Entries from a pointing dataset
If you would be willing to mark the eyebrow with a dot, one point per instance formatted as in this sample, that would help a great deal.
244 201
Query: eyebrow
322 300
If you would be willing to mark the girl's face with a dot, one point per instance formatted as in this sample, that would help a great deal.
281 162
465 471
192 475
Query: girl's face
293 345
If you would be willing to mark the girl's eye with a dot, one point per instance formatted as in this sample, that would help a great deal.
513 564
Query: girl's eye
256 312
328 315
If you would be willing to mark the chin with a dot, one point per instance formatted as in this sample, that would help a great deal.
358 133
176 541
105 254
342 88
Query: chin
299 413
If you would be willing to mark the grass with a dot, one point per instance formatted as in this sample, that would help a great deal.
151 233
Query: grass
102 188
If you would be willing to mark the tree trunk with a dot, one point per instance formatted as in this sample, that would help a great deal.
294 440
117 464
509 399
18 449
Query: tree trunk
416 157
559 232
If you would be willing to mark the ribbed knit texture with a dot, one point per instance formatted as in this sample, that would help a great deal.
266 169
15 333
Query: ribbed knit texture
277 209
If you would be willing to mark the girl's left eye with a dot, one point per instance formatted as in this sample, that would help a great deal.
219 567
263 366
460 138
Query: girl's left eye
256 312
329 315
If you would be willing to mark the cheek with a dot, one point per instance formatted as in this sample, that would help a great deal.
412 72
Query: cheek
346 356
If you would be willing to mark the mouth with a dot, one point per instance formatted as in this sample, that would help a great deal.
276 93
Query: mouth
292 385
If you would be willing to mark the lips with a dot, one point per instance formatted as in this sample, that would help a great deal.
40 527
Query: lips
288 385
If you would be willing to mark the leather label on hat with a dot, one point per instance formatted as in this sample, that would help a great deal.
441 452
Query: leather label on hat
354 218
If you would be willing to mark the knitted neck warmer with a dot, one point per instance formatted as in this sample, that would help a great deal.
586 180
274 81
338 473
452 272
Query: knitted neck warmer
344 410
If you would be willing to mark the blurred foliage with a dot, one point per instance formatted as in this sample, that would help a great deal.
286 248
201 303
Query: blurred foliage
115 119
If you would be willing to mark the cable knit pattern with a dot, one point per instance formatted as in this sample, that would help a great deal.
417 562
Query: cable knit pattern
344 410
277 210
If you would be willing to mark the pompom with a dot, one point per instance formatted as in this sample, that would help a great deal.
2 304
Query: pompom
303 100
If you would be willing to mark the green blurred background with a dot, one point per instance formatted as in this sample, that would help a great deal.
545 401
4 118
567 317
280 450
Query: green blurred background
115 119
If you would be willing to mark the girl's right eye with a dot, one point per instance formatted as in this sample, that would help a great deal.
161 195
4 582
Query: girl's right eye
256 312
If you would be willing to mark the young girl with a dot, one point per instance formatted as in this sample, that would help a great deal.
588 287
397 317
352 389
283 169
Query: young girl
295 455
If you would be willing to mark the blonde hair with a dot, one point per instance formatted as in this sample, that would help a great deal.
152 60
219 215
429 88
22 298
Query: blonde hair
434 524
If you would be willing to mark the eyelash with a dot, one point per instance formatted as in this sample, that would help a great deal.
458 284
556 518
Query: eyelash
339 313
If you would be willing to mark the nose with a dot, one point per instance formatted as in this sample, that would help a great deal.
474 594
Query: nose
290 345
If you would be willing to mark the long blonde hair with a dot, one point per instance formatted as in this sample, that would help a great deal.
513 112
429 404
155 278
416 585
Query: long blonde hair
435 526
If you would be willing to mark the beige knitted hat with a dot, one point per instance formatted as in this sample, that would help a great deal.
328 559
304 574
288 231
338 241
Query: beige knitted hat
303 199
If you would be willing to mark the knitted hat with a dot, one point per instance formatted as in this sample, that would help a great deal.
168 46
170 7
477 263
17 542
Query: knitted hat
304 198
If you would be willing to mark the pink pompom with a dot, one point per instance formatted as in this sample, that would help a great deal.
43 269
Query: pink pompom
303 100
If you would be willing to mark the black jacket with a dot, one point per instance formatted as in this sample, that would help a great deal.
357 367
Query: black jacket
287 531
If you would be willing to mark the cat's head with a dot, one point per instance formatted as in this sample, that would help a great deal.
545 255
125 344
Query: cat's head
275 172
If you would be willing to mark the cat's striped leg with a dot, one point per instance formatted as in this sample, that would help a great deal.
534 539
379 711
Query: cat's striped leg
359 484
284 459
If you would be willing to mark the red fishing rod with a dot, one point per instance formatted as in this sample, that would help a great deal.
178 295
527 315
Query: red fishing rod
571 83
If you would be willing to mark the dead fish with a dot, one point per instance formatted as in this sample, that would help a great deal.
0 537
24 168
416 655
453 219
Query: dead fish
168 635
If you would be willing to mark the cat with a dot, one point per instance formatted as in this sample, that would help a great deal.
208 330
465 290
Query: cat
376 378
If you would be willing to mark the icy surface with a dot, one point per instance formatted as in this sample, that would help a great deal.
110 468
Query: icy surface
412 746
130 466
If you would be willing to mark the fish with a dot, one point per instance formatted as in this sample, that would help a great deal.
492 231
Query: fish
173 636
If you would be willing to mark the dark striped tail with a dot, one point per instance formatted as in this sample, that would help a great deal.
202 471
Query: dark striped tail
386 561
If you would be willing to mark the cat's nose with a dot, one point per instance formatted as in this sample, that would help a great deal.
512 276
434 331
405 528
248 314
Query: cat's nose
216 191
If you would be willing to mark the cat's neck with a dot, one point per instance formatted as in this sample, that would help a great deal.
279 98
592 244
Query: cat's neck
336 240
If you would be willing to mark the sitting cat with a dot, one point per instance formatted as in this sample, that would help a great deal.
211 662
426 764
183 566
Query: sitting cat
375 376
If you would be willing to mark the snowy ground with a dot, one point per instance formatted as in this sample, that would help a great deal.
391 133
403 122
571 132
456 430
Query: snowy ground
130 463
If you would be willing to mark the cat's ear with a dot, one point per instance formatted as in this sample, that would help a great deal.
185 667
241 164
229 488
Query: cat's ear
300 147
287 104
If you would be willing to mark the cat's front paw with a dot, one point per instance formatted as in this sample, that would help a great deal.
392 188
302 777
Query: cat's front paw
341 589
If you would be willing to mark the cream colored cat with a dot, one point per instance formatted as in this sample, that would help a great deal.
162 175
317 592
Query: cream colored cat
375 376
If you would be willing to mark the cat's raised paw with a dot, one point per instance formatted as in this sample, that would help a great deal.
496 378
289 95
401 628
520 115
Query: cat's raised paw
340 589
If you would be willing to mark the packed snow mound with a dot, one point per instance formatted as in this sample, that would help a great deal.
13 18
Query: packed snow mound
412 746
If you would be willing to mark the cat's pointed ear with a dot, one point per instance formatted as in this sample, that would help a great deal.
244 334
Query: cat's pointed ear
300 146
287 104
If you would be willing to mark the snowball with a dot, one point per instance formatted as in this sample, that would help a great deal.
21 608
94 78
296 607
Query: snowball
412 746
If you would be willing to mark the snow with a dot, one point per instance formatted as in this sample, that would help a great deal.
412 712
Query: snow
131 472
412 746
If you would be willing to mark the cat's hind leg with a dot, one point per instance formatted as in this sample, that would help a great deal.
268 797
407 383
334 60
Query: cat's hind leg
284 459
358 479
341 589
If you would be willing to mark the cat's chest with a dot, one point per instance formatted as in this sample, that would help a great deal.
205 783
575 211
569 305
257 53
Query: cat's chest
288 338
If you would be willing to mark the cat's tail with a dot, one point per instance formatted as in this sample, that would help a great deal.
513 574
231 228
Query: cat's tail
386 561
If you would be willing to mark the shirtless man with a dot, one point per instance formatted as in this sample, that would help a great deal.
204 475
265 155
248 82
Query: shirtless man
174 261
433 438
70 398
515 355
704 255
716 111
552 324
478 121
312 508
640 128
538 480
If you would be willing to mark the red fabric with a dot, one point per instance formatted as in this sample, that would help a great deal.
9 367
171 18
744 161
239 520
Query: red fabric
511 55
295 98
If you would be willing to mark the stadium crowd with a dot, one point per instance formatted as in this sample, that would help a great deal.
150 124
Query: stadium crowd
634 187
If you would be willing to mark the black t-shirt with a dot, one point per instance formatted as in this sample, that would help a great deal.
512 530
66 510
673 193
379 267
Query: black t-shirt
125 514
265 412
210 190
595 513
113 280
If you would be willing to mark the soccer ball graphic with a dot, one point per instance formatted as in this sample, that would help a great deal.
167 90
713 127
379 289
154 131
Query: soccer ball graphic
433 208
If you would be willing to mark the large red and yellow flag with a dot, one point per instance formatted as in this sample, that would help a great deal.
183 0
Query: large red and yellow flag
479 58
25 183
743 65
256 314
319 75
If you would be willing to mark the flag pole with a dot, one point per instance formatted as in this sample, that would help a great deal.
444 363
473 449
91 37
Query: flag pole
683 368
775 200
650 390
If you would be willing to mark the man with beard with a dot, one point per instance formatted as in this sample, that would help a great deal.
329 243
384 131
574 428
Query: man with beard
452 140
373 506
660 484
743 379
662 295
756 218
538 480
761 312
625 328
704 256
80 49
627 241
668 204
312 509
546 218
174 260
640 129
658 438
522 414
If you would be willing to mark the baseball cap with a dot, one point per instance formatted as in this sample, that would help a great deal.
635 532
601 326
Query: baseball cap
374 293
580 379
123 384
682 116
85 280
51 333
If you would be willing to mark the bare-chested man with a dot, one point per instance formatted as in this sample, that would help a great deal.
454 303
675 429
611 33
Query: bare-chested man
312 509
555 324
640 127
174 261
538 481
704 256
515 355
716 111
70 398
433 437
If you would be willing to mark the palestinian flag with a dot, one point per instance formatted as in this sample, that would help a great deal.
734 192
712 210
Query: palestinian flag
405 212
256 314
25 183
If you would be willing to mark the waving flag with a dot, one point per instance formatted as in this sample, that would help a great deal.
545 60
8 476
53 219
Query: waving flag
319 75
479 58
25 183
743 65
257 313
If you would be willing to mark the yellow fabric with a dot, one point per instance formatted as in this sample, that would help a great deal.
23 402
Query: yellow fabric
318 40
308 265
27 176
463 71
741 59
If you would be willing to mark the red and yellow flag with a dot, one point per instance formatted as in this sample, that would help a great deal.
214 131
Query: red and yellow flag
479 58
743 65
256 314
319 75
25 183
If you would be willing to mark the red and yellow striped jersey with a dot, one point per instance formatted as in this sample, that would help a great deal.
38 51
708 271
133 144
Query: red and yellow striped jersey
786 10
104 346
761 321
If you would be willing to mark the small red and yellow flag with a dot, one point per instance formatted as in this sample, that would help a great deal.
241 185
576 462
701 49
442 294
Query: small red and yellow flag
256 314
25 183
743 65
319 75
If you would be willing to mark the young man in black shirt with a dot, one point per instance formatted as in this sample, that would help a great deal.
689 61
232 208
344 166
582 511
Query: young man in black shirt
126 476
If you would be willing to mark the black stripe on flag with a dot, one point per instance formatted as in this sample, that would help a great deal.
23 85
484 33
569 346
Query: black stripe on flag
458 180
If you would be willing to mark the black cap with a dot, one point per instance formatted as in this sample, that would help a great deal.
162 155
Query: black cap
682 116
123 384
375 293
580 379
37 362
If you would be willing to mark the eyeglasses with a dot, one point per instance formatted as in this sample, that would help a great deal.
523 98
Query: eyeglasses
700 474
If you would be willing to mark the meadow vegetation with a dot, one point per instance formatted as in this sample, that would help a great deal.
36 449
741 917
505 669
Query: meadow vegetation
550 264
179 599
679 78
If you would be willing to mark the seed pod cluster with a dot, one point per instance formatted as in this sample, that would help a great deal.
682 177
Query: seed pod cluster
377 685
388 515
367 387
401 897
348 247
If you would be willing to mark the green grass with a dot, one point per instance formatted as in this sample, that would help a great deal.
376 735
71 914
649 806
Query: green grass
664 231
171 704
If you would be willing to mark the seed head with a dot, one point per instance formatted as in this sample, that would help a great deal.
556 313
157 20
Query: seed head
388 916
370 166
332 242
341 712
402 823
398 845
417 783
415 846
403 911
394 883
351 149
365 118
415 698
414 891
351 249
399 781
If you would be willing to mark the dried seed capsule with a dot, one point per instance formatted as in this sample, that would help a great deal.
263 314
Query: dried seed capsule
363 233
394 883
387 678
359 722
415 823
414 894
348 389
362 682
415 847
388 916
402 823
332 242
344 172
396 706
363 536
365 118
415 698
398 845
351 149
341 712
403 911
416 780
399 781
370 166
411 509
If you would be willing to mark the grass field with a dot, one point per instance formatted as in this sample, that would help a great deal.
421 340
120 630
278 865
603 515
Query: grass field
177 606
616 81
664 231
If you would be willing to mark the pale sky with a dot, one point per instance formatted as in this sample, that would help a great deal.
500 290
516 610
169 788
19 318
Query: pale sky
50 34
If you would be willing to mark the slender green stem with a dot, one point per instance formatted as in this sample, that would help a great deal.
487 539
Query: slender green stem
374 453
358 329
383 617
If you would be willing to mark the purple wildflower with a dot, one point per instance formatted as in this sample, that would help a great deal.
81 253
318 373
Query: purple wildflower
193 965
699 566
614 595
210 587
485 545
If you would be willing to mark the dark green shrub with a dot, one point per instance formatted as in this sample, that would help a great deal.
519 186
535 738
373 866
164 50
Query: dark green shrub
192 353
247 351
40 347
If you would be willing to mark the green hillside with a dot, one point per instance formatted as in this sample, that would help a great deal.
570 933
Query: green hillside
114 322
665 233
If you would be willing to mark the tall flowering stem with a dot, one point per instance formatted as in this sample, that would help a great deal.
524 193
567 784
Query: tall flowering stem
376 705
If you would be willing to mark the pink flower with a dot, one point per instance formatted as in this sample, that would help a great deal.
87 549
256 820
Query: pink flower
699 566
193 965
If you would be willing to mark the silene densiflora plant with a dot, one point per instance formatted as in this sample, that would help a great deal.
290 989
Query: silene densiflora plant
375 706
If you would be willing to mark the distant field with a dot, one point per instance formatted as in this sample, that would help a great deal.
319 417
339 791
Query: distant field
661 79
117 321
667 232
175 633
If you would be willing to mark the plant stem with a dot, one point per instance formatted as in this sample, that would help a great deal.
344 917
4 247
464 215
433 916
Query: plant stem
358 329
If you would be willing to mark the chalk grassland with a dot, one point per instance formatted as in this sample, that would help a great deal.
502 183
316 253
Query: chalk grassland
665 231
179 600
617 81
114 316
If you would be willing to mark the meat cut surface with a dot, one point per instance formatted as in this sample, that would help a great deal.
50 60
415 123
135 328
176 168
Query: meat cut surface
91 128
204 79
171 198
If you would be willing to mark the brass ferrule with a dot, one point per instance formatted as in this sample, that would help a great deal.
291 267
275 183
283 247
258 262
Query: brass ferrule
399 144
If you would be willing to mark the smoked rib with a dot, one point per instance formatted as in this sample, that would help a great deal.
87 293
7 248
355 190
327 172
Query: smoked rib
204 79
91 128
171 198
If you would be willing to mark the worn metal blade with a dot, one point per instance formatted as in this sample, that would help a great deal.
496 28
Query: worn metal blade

:: PROBLEM STATEMENT ::
Only the lines from the one that contains "If you would be willing to mark the chalk" to the end of the entries above should be given again, exactly and in full.

:: EXERCISE SOLUTION ::
If you would be willing to mark the chalk grassland with a dot, one point per instance formatted as in this sample, that would help a great deal.
502 183
316 253
Query: chalk grassland
665 231
179 600
617 81
114 316
If you would be willing to mark the meat cut surface with a dot, one point per instance formatted as in this sample, that would help a great deal.
50 60
415 123
135 328
176 168
Query: meat cut surface
91 128
204 79
171 198
If you would be willing to mark the brass ferrule with a dot, one point per instance formatted as in this sample, that would help a great deal.
291 267
275 183
283 247
258 262
Query: brass ferrule
399 144
If you would be willing to mark the smoked rib with a dot, one point per instance formatted as in this sample, that would help a great deal.
87 293
7 248
355 190
327 172
Query: smoked rib
204 79
91 128
171 198
If you would be willing to mark the worn metal blade with a dot, one point per instance formatted as in this sample, that would help a great deal.
496 28
Query: worn metal blade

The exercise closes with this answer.